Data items
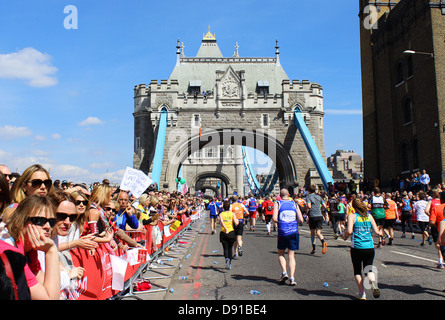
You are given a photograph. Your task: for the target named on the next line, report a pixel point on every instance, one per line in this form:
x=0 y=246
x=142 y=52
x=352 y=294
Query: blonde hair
x=17 y=193
x=81 y=220
x=360 y=207
x=101 y=194
x=30 y=206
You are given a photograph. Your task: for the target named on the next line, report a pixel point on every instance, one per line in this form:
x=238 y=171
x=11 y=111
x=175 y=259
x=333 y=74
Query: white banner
x=135 y=181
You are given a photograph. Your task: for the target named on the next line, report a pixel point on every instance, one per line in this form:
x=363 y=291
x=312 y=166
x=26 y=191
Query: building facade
x=218 y=104
x=403 y=87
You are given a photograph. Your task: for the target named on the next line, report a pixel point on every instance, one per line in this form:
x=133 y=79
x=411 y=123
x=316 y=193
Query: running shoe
x=362 y=296
x=228 y=264
x=283 y=278
x=375 y=290
x=325 y=247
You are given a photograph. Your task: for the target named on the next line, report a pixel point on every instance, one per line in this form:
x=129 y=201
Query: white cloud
x=39 y=138
x=28 y=64
x=344 y=112
x=11 y=132
x=90 y=121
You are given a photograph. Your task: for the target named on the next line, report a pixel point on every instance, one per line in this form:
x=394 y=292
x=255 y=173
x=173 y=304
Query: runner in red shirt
x=435 y=210
x=268 y=212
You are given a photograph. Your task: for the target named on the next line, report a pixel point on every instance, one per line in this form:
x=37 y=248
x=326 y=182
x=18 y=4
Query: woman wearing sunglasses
x=35 y=180
x=97 y=218
x=74 y=237
x=30 y=228
x=66 y=215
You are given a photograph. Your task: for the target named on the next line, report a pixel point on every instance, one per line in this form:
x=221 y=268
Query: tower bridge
x=197 y=124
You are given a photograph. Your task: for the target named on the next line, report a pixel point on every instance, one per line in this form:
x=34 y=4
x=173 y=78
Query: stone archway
x=257 y=139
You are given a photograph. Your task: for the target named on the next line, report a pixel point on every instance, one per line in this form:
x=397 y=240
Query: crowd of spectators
x=42 y=220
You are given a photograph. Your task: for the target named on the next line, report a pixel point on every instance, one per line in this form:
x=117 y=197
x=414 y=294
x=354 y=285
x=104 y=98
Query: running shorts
x=389 y=223
x=316 y=222
x=379 y=222
x=239 y=228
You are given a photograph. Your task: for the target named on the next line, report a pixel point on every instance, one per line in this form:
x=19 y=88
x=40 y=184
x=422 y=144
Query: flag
x=184 y=188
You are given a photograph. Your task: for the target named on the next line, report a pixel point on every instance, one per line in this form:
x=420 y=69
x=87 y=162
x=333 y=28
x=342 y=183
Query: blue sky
x=66 y=95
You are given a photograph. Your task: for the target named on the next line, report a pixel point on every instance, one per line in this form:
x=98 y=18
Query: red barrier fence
x=97 y=282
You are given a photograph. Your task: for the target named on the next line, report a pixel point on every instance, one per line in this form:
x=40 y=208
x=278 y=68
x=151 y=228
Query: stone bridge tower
x=218 y=104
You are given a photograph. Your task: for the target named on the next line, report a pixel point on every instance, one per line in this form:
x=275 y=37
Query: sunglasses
x=62 y=216
x=36 y=183
x=41 y=221
x=3 y=196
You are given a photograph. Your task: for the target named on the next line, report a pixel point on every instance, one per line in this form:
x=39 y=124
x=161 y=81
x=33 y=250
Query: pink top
x=31 y=267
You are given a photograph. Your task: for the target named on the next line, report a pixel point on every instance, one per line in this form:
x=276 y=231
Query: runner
x=390 y=218
x=362 y=246
x=436 y=216
x=341 y=217
x=213 y=208
x=378 y=206
x=406 y=207
x=314 y=204
x=432 y=217
x=240 y=211
x=268 y=212
x=227 y=235
x=422 y=218
x=253 y=207
x=288 y=216
x=333 y=214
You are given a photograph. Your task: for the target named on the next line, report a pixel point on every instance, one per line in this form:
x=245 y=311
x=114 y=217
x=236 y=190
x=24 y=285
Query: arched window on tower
x=407 y=110
x=399 y=73
x=404 y=157
x=416 y=153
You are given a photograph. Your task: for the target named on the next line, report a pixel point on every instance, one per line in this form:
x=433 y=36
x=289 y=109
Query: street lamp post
x=417 y=52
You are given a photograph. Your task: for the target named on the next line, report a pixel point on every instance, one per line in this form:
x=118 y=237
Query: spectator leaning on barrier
x=74 y=237
x=30 y=227
x=65 y=214
x=5 y=196
x=126 y=214
x=97 y=220
x=34 y=180
x=4 y=169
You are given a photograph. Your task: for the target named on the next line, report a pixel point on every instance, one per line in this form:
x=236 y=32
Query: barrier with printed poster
x=101 y=279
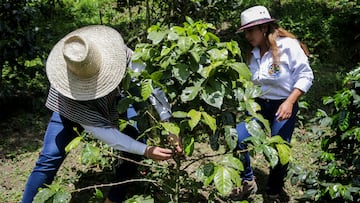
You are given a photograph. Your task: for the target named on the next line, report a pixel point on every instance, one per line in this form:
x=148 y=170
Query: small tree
x=210 y=91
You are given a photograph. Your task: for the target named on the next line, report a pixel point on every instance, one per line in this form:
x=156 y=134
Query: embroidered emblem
x=274 y=70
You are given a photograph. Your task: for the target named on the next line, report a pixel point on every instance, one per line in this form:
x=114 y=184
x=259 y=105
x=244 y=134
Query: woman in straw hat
x=279 y=64
x=85 y=69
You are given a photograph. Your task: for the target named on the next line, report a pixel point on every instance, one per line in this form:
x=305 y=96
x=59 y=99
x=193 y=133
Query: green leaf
x=271 y=155
x=179 y=114
x=73 y=144
x=284 y=153
x=90 y=154
x=229 y=161
x=146 y=88
x=242 y=69
x=61 y=197
x=185 y=44
x=231 y=137
x=195 y=117
x=189 y=148
x=43 y=195
x=171 y=128
x=277 y=139
x=255 y=129
x=208 y=169
x=218 y=55
x=210 y=121
x=156 y=37
x=189 y=93
x=235 y=177
x=213 y=97
x=181 y=72
x=123 y=104
x=222 y=180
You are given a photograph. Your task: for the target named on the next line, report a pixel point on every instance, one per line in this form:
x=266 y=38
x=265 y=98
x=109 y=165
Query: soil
x=21 y=137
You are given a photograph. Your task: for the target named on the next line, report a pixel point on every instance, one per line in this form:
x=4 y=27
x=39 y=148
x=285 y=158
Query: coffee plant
x=209 y=90
x=337 y=179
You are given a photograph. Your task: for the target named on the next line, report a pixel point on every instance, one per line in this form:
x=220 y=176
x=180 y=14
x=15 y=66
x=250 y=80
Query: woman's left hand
x=284 y=111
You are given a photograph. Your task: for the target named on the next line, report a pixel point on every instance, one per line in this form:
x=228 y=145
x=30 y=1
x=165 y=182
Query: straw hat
x=256 y=15
x=87 y=63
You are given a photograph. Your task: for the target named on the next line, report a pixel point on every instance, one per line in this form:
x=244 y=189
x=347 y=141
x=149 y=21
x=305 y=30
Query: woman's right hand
x=158 y=153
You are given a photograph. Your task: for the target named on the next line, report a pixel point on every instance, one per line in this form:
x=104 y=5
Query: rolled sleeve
x=302 y=72
x=116 y=139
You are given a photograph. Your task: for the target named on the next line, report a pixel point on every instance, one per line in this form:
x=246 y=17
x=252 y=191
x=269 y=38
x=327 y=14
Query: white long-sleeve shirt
x=294 y=71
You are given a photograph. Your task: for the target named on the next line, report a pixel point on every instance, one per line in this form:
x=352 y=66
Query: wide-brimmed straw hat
x=256 y=15
x=87 y=63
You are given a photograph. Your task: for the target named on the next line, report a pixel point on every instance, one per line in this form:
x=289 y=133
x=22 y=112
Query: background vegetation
x=29 y=29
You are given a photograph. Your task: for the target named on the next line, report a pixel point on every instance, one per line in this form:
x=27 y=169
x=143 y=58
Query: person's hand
x=284 y=111
x=158 y=153
x=175 y=141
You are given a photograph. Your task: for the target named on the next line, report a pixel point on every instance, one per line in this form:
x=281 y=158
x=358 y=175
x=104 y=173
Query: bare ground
x=21 y=141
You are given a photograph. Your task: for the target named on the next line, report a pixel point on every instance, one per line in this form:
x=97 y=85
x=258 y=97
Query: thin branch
x=117 y=183
x=136 y=162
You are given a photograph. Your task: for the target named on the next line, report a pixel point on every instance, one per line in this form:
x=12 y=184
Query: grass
x=21 y=141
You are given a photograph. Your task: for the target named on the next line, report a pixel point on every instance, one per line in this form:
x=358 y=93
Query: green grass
x=20 y=148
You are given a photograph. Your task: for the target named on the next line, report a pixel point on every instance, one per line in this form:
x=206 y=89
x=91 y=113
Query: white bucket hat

= What the exercise asks =
Identify every line in the entries above that contains the string "straw", treating case as significant, and copy each such line in full.

= Answer =
Query: woman in straw hat
Query: straw hat
Query: wide-brimmed straw hat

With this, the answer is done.